## DOCUMENT EXTRACT
____

|
Operations of Pee Dee, 1781... Col.
Kolb
Source: A History of Marlboro County: With
Traditions and Sketches of Numerous Families,
1897
The presence of Gen. Greene
upon the Pee Dee opposite Cheraw for several weeks had encouraged
the spirits of the people, and awed the disaffected into comparative
order.
Col. Kolb was in favor with his countrymen and
exercised a commanding influence in all the Cheraw district. Murphy
down the river, Benton on the west side and Marion, from Lynch's
creek to Georgetown, held in check the marauders and gave some
security to the people. The stay of Greene was brief. The movements
of Cornwallis in the upper part of the State induced Greene to move
in the direction of Guilford court house, and the Whigs of the Pee
Dee were again left to their own resources. The Tories, ever ready
to seize on any advantage, now made frequent incursions on
defenseless persons and property, concealing their plunder and
themselves in the swamps. It was a hazardous service that devolved
upon the Whigs. It is said that a band of Tories had a hiding place
in the "Three Creeks" at no great distance from where Blenheim now
stands, and, this fact becoming known to the Whigs, it was
determined to break them up. The assaulting party came quietly to
the edge of the swamp, but could see no signs of the enemy's
presence. They had reason to believe that they were near the camp,
but they knew not exactly its location and had no guide. Amongst the
Whig party was a daring young man, Harry Sparks, who volunteered to
enter the swamp alone, locate the enemy and report the situation to
his comrades. He found the camp, but returned not to his friends.
The treacherous foe had discovered and captured him. His
friends became uneasy at his stay and, following his tracks, they
soon reached the deserted camp where hung the lifeless body of their
daring comrade. Of course the fleeing Tories were pursued for miles,
far into North Carolina. One of the pursuers was wounded and two of
the mulatto Tories were killed, and sometimes afterwards another of
the party was caught and charged with aiding in the murder of
Sparks. He confessed it and was instantly hung.
This was the
sort of warfare that was common in all this region for months and
years.
Not long after returning from his chase of the
murderers of Sparks, Col. Kolb made an expedition into what is now
Marion county. Some outrages had been perpetrated there—in the
neighborhood ot Hulin's mill—now Moody's mill. Several Tories, who
had made themselves especially obnoxious were caught; some punished,
some "discharged on promise of good behaviour", and two or three
killed. Kolb returned to his home at Welsh Neck, and dismissed his
men in the belief that things would be quiet for a
time.
Instead of awing those turbulent spirits into order his
retaliatory measures awoke a terrible spirit of revenge, and
especially against the leader of the Whigs. No blood but his would
slake their thirst; no life but his atone for the lives he had
taken. Suspecting that he would dismiss his men for a time his
enemies made haste to perfect their plans, collect their forces and
set out on the hunt for revenge. It was less than forty miles to the
happy home of Col. Kolb. At a late hour of night they surrounded his
house. Roused from slumber thus suddenly, the first impulse of a
brave spirit was to defend his property and loved ones to the last.

____

## RECORDS
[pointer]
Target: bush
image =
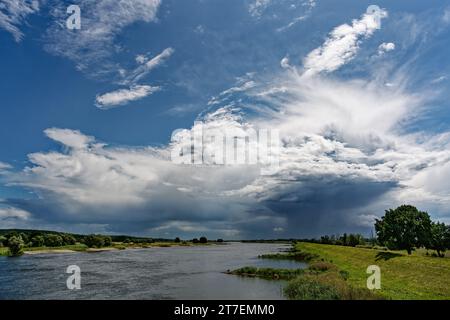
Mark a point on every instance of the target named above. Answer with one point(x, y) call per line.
point(37, 241)
point(97, 241)
point(53, 240)
point(321, 266)
point(304, 288)
point(15, 244)
point(3, 241)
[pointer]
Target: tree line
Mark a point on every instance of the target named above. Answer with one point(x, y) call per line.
point(403, 228)
point(18, 241)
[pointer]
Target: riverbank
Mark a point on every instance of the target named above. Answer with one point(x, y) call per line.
point(83, 248)
point(339, 272)
point(402, 277)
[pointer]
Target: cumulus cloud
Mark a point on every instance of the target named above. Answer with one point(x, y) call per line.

____

## SET PROBLEM 1
For the account of the 1781 Pee Dee operations, decide whether each statement agrees with it: (a) Gen. Greene stayed on the Pee Dee for a long time; (b) Harry Sparks offered to go into the swamp by himself; (c) Col. Kolb's home was at Welsh Neck. Answer yes or no for each and quote the deciding words.
## SET PROBLEM 2
Write the next part of the account of Col. Kolb and the 1781 Pee Dee operations, picking up after its last sentence.
The lines aren't needed for what comes next.

## WRITTEN REPLY 1
(a) No: "The stay of Greene was brief."
(b) Yes: "who volunteered to enter the swamp alone"
(c) Yes: "Kolb returned to his home at Welsh Neck"

## WRITTEN REPLY 2
Mrs. Kolb and an only daughter, who became the wife of Major
Pouncey, and two sisters, one of whom became Mrs. Edwards, and was
the great-grandmother of Mrs. Dr. Bonchier, lately of Bennettsville,
and another sister who afterwards married Evander Mclver,
constituted the family. Two young men named Evans were also present
as guests of the family. Kolb knew his foe—that they had come for
his life—and he was determined to resist. The house was strongly
built, the party inside well armed, and might have had some hope,
although an overpowering force surrounded them. But in the darkness
the stealthy foe had fired the house. Resistance was useless. The
ladies saw the peril and entreated the Colonel to surrenderhim-self
as a prisoner of war. He made the proposition, it was accepted, and,
accompanied by his wife and her sisters and his daughter, he stepped
out ready to surrender his sword. A traitorous shot was fired by a
Tory named Goings and the gallant Colonel fell at his own door and
at the feet of his loved ones a martyr to his country's cause. One
of the young Evans was mortally wounded. The dwelling was hastily
plundered and the Tories quickly-fled in the direction from whence
they came, doubtless exulting in their successful exploit and
wishing for another victim. Nor had they long to wait. On the route
to Catfish was "Brown's Mill," about a mile above the present
crossing at the old Rogers mill.
Here was a military post, at
least a point sometimes-guarded. The guards were surprised, and
Capt. Joseph Dabbs, a noted Whig, whose home was in the neighborhood
of Evans' Mill, was killed, and Ned Trawick was wounded, but
escaped. On this same eventful day, April 28, 1781, an old military
prison near the residence of Col. Kolb was assaulted, and several
prisoners were released. Moving down the river a short distance, two
of the released Bristishers entered the home of Mrs. Wilds, a
widowed lady, whom they supposed had money secreted about her
person, and violently robbed her of her coin. But it was destined
that their ill-gotten gain should serve them but a few brief
hours.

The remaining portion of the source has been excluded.